### [Work instructions]
Reproduce the year overview below word for word, in its entirety.

Year overview 2016

Submitted by ehu on

Last year around this time I wrote an overview of the community activity for 2015 looked forward to 2016. Now the time has come to look back on that outlook and look forward on 2017!

== Community interest ==

This year, the team added a Matrix channel to the well known Freenode IRC channel, bridging traffic both ways. The benefit of Matrix is that - once registered - a user can retrieve the full backlog of channel traffic, contrary to IRC.
Through the Matrix functionality, the #ledgersmb IRC/Matrix channel is now seeing active contributors around the clock nearly every day. The channel is highly active with both developers and users frequenting the channel for discussion or looking for help. David Godfrey, Yves Lavoie, Jigme Datse: thanks for your contributions there!
Yet the traditional medium of mailing lists takes its share in community communication, with over 300 mails on the users list and almost 800 on the developers list in 2016. 
 
Although the downloads from Sourceforge are up when compared to 2015, by ca 10%, traffic from ledgersmb.org has dropped by 10% when compared to 2015.
 
During 2016, we were able to get contributions from 4 new contributors - next to the project regulars - with two (David Godfrey and Yves Lavoie) already having been accepted as "regulars" in the project and have taken on the role of "Project Guardian" by accepting a position in the project's "Core committee". As such, we were able to do a *lot* better than last year, where we were able to find 1 new contributor.

### [Extracted material]
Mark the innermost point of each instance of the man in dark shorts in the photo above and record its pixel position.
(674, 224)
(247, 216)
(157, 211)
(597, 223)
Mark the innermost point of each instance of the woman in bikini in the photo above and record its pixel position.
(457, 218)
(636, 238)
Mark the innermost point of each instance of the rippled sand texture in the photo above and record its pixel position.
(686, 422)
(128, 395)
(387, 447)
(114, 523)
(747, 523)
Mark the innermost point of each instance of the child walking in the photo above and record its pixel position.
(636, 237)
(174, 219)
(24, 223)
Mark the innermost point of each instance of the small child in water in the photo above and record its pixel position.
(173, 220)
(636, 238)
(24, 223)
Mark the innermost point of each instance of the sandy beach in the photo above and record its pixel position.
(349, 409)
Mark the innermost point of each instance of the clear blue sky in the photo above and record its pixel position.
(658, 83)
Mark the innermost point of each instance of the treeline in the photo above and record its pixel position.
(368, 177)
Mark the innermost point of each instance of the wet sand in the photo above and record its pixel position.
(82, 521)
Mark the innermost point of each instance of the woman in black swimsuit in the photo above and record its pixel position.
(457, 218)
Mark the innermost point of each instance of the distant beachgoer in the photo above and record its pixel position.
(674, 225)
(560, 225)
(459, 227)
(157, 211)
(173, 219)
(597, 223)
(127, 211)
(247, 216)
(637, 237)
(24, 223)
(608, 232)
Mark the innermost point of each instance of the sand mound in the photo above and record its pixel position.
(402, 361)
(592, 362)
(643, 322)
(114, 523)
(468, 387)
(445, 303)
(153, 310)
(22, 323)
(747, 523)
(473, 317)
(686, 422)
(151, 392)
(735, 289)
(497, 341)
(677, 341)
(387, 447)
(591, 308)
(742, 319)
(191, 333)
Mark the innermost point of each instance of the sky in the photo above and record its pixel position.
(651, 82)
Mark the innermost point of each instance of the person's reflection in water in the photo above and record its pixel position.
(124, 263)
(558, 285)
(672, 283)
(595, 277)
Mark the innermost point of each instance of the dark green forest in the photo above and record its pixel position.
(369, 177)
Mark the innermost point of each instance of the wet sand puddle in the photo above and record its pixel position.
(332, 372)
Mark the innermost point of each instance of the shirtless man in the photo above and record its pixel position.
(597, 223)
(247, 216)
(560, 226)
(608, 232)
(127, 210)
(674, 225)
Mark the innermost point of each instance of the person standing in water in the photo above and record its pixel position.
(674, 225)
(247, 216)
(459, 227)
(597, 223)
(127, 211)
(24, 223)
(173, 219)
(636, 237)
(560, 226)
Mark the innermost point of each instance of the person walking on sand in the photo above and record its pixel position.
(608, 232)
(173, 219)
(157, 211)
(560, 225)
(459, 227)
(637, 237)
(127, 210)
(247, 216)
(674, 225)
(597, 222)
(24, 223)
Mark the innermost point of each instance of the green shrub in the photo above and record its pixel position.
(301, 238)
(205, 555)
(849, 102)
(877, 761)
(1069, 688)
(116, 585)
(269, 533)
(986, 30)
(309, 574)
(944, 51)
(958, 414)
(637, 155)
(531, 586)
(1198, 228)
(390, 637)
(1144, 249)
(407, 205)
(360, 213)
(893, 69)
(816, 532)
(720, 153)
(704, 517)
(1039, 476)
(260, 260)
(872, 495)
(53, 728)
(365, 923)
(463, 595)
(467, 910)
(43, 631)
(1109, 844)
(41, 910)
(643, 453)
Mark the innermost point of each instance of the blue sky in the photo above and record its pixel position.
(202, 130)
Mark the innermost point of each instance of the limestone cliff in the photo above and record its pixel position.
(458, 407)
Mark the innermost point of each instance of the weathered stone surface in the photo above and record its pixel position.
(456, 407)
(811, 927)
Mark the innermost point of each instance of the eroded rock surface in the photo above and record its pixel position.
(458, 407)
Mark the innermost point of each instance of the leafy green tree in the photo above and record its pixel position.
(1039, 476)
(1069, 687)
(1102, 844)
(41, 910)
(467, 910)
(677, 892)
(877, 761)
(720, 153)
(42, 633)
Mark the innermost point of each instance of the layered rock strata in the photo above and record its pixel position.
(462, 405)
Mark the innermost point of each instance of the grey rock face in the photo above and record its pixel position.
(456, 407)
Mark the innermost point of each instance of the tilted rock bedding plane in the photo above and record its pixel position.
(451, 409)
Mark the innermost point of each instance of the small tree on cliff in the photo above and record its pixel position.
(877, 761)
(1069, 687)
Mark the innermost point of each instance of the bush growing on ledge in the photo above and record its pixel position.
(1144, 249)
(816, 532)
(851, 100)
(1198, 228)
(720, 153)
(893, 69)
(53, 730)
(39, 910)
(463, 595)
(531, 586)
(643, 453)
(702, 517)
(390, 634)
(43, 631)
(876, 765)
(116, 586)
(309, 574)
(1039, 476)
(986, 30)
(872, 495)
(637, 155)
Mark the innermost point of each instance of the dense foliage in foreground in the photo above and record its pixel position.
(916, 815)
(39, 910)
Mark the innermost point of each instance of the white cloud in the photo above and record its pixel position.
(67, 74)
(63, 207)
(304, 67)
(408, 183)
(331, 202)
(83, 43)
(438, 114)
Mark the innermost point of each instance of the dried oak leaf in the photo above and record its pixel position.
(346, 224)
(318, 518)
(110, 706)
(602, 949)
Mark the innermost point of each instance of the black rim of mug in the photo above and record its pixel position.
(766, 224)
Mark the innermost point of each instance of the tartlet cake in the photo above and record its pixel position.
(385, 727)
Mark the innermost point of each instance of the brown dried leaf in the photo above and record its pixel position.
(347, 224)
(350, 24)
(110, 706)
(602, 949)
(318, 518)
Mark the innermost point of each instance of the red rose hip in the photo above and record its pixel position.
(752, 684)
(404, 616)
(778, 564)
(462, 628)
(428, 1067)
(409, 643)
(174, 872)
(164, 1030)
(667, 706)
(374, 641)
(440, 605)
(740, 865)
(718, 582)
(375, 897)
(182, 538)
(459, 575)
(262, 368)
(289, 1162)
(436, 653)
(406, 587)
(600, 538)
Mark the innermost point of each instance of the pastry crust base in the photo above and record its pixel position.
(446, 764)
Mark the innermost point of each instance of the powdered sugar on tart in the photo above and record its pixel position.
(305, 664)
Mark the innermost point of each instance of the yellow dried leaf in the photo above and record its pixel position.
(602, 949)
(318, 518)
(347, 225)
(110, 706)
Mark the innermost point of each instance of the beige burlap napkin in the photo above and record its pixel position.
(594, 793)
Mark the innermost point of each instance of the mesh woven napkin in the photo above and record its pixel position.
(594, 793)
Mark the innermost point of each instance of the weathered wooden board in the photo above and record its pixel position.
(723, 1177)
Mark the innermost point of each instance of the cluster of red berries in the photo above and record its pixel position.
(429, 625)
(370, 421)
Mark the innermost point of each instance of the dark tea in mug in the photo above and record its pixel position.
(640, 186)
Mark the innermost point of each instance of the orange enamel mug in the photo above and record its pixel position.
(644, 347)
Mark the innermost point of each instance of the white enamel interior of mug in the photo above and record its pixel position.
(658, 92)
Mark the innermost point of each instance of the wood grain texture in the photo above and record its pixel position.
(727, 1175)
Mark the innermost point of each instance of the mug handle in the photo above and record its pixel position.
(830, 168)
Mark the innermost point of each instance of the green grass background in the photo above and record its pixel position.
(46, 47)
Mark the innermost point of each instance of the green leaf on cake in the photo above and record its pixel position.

### [Reply to the task]
Year overview 2016

Submitted by ehu on

Last year around this time I wrote an overview of the community activity for 2015 looked forward to 2016. Now the time has come to look back on that outlook and look forward on 2017!

== Community interest ==

This year, the team added a Matrix channel to the well known Freenode IRC channel, bridging traffic both ways. The benefit of Matrix is that - once registered - a user can retrieve the full backlog of channel traffic, contrary to IRC.
Through the Matrix functionality, the #ledgersmb IRC/Matrix channel is now seeing active contributors around the clock nearly every day. The channel is highly active with both developers and users frequenting the channel for discussion or looking for help. David Godfrey, Yves Lavoie, Jigme Datse: thanks for your contributions there!
Yet the traditional medium of mailing lists takes its share in community communication, with over 300 mails on the users list and almost 800 on the developers list in 2016. 
 
Although the downloads from Sourceforge are up when compared to 2015, by ca 10%, traffic from ledgersmb.org has dropped by 10% when compared to 2015.
 
During 2016, we were able to get contributions from 4 new contributors - next to the project regulars - with two (David Godfrey and Yves Lavoie) already having been accepted as "regulars" in the project and have taken on the role of "Project Guardian" by accepting a position in the project's "Core committee". As such, we were able to do a *lot* better than last year, where we were able to find 1 new contributor.